The concerns many have voiced have to do with how the way microwave energy changes its behavior as frequency increases. Wavelength is the distance the speed of light travels in one second divided by the frequency - since radio waves propagate at the speed of light and frequency is the number of times an AC current completes a cyclic action, the resulting wave has a length determined by that frequency.

This is where we can get into antennas, waveguides, shunted stubs, and even the break of symmetry that turns a conductor into an antenna… But half of this is magic even to those of us who study it, with our calculations being rough approximations or mathematical conveniences a bit more so than a complete theory.

 

Ionizing radiation is, more or less, radiation with a wavelength that is around 2x that of many polar molecules, or less. Ionizing radiation is where molecules, themselves, seem to become antennas and become subject to the effects of current flow and induced electrostatic differences across the molecule.

The question for many is if longer wavelengths can have similar effects, if at a much less prominent extent. After all, antennas many times smaller than the wavelength can be picked up, just at a much lower quality and coupling. Since DNA and other molecules are rather large, as are cellular structures - the concern is that these microwaves from the 5g networks are able to dissipate more power into these structures and cause problems similar to ionizing radiation, without actually being ionizing radiation in the engineering context.

 

Of course, these higher frequencies are also gobbled up by water. They don't penetrate deeply into the skin.

https://en.m.wikipedia.org/wiki/Electromagnetic_absorption_by_water

30+GHz is in the millimeter band and approaches the sub-millimeter band. So the concerns are mostly about the effects on skin or organs close to the skin.

 

I have my concerns about RF exposure - but they are less to do with "fry ur brain" and far more to do with exactly where the RF power that hits the body is going - into the water of the body or into the cellular structures? Even if it is doing bad things, it's relatively minor compared to sunlight exposure and even the UV from fluorescent lighting. So - I'm not too worried about it killing people.

Anonymous ID: 5b8837 Feb. 21, 2019, 2:46 p.m. No.5311714   🗄️.is 🔗kun   >>1767

>>5311372

Modem, anon. Using telephone lines. I thought it was relatively obvious I was referring to the signal sent through the wires.

If you want to be technical, cable uses microwaves, it simply sends the signal through a coaxial conductor rather than through a standard twisted pair. Satellite uses antennas to direct these microwaves to/from satellites in orbit. Same basic concept, different transmitters.

──────────

INSTRUCTIONS:
#1 Answer these from the passage on microwaves:
(a) Which band does the passage place 30+GHz in?
(b) What does cable send the signal through instead of a standard twisted pair?
(c) What does the passage say gobbles up the higher frequencies?
#2 List every topic that the passage on microwaves says "we can get into" in the sentence that begins "This is where".
#3 Please repeat part of the passage on microwaves word for word. Begin at the words "Anonymous ID: 5b8837 Feb." and stop after "through the wires.".

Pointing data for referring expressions
──────────

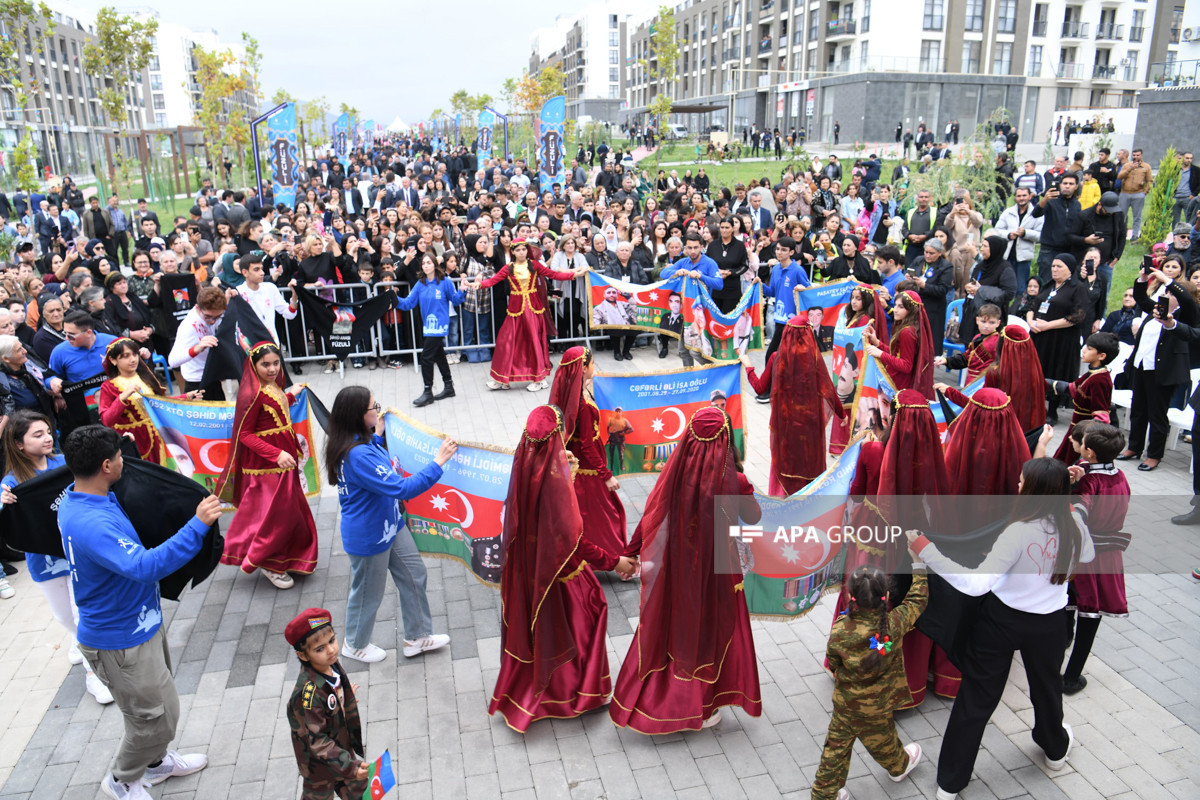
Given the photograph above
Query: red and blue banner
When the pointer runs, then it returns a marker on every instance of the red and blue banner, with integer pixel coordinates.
(197, 435)
(678, 307)
(461, 516)
(657, 407)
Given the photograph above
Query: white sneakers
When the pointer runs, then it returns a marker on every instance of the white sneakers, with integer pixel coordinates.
(175, 764)
(426, 643)
(370, 654)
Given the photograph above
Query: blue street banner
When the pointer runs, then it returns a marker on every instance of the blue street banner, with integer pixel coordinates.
(461, 516)
(796, 560)
(197, 435)
(282, 144)
(343, 128)
(678, 307)
(643, 415)
(551, 132)
(486, 122)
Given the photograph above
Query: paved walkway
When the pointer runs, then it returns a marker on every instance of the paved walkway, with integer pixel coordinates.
(1135, 725)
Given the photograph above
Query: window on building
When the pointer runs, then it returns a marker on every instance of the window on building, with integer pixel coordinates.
(971, 52)
(934, 17)
(1002, 58)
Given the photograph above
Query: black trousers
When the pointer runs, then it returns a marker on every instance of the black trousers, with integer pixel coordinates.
(433, 352)
(1149, 408)
(1001, 631)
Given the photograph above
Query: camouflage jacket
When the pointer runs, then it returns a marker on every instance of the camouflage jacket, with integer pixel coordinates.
(870, 693)
(327, 737)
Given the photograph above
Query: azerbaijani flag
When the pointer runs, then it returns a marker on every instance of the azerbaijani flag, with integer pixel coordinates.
(381, 780)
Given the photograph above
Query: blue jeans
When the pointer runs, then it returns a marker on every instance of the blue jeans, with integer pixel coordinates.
(369, 576)
(471, 322)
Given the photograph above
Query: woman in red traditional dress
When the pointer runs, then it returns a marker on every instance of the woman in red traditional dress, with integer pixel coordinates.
(864, 308)
(693, 651)
(273, 528)
(595, 488)
(129, 374)
(522, 352)
(801, 400)
(910, 356)
(553, 660)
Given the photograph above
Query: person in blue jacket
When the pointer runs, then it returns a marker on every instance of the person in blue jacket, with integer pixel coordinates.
(435, 293)
(120, 631)
(371, 495)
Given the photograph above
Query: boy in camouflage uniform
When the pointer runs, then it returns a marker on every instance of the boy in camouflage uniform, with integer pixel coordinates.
(327, 733)
(865, 657)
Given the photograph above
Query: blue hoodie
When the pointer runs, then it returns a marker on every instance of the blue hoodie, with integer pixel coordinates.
(435, 298)
(370, 493)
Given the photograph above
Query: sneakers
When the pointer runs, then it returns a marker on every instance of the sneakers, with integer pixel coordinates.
(913, 751)
(426, 643)
(175, 764)
(1059, 763)
(96, 689)
(370, 654)
(123, 791)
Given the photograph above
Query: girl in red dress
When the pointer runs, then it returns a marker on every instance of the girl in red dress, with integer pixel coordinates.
(595, 488)
(910, 356)
(693, 651)
(273, 528)
(129, 374)
(801, 400)
(522, 352)
(553, 661)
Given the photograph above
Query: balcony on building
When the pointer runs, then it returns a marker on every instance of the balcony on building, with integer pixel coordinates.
(1074, 29)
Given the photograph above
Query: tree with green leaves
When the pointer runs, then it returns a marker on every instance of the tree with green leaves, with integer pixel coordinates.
(18, 18)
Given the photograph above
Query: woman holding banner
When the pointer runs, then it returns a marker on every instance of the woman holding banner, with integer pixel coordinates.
(693, 651)
(802, 396)
(273, 528)
(553, 662)
(127, 376)
(595, 488)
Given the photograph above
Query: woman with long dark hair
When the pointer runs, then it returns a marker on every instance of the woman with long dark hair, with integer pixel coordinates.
(371, 495)
(1023, 582)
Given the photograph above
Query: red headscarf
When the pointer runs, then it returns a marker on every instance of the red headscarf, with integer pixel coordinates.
(688, 613)
(229, 486)
(1018, 373)
(987, 446)
(801, 392)
(923, 366)
(567, 389)
(541, 530)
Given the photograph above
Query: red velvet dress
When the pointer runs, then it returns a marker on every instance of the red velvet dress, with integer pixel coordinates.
(580, 685)
(604, 513)
(664, 703)
(273, 527)
(522, 352)
(129, 417)
(1090, 392)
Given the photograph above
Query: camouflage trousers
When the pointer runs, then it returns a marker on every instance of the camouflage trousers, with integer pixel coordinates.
(331, 789)
(879, 737)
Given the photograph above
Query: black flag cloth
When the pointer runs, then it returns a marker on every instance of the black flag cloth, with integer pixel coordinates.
(343, 324)
(157, 500)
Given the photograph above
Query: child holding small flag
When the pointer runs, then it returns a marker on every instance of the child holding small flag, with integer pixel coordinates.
(323, 713)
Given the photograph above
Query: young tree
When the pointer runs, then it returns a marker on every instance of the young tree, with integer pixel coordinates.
(18, 17)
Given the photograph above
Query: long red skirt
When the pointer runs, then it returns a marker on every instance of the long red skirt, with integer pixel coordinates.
(604, 513)
(576, 687)
(521, 350)
(273, 528)
(664, 703)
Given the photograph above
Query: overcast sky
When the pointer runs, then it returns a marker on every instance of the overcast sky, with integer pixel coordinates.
(387, 59)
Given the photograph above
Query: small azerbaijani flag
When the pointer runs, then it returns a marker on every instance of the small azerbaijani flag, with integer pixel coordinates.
(381, 779)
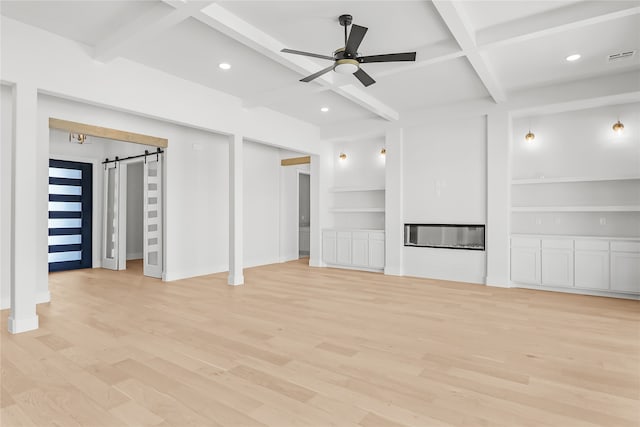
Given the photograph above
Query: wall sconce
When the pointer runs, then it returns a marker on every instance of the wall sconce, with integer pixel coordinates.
(80, 138)
(618, 127)
(529, 136)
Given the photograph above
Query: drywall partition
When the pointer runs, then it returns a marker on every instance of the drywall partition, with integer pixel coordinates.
(6, 135)
(444, 182)
(135, 210)
(261, 180)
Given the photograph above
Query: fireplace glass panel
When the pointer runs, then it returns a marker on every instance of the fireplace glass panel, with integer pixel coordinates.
(452, 236)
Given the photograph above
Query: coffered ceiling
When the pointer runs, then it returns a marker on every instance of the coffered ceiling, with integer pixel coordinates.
(467, 51)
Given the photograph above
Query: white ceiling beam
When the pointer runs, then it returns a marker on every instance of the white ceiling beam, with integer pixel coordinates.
(564, 19)
(232, 26)
(156, 20)
(461, 29)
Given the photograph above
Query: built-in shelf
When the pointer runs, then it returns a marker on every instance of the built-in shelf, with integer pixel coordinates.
(355, 210)
(354, 189)
(571, 179)
(627, 208)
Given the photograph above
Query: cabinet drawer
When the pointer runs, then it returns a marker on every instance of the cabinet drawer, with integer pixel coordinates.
(592, 245)
(525, 242)
(557, 244)
(360, 235)
(620, 246)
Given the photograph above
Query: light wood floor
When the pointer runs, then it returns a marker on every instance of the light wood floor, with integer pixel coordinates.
(317, 347)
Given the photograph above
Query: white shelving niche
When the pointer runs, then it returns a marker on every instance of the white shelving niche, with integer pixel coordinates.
(575, 202)
(358, 207)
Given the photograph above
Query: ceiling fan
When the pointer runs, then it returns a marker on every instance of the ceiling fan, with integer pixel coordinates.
(346, 59)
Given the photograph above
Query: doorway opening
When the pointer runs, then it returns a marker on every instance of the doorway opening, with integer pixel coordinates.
(304, 214)
(70, 210)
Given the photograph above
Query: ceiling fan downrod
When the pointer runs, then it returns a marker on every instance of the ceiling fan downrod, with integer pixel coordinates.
(345, 21)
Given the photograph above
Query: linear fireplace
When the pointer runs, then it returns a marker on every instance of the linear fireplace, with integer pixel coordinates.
(450, 236)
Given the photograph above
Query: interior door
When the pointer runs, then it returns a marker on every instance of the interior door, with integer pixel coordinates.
(110, 235)
(152, 247)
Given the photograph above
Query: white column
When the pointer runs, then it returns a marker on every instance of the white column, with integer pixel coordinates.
(24, 237)
(236, 218)
(394, 225)
(498, 198)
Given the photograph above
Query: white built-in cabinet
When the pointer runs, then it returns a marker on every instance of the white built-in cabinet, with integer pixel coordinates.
(557, 262)
(592, 264)
(580, 263)
(354, 248)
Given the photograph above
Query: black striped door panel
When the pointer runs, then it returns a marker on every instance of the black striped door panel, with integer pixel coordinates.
(70, 206)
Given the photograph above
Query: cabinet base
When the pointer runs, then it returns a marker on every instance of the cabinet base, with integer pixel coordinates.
(352, 267)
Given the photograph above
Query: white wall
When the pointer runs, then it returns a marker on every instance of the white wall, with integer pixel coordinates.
(261, 204)
(578, 144)
(363, 167)
(6, 130)
(135, 210)
(444, 182)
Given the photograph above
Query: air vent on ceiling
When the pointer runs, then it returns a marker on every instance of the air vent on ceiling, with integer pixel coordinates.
(620, 56)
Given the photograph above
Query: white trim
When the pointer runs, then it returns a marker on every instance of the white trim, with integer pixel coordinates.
(180, 275)
(17, 326)
(578, 291)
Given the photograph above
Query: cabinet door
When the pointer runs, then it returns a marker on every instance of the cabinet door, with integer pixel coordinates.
(625, 272)
(557, 267)
(525, 265)
(592, 269)
(343, 248)
(376, 253)
(329, 247)
(360, 249)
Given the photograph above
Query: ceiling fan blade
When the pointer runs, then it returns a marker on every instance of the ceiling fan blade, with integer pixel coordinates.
(314, 55)
(364, 78)
(355, 38)
(390, 57)
(316, 75)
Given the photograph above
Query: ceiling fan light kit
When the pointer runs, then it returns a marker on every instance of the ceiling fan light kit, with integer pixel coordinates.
(346, 59)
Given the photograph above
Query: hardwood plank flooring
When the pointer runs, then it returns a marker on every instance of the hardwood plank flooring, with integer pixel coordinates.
(298, 346)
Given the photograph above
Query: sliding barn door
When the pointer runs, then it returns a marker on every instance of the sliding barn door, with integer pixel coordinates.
(153, 216)
(110, 234)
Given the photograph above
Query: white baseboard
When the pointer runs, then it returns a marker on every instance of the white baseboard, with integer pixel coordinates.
(170, 276)
(41, 297)
(497, 283)
(592, 292)
(17, 326)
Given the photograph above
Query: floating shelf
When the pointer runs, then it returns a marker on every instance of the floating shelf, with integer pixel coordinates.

──────────

ANSWERS BY ITEM NUMBER:
#1
(a) The millimeter band, approaching the sub-millimeter band.
(b) A coaxial conductor.
(c) Water.

#2
- Antennas
- Waveguides
- Shunted stubs
- The break of symmetry that turns a conductor into an antenna

#3
Anonymous ID: 5b8837 Feb. 21, 2019, 2:46 p.m. No.5311714   🗄️.is 🔗kun   >>1767

>>5311372

Modem, anon. Using telephone lines. I thought it was relatively obvious I was referring to the signal sent through the wires.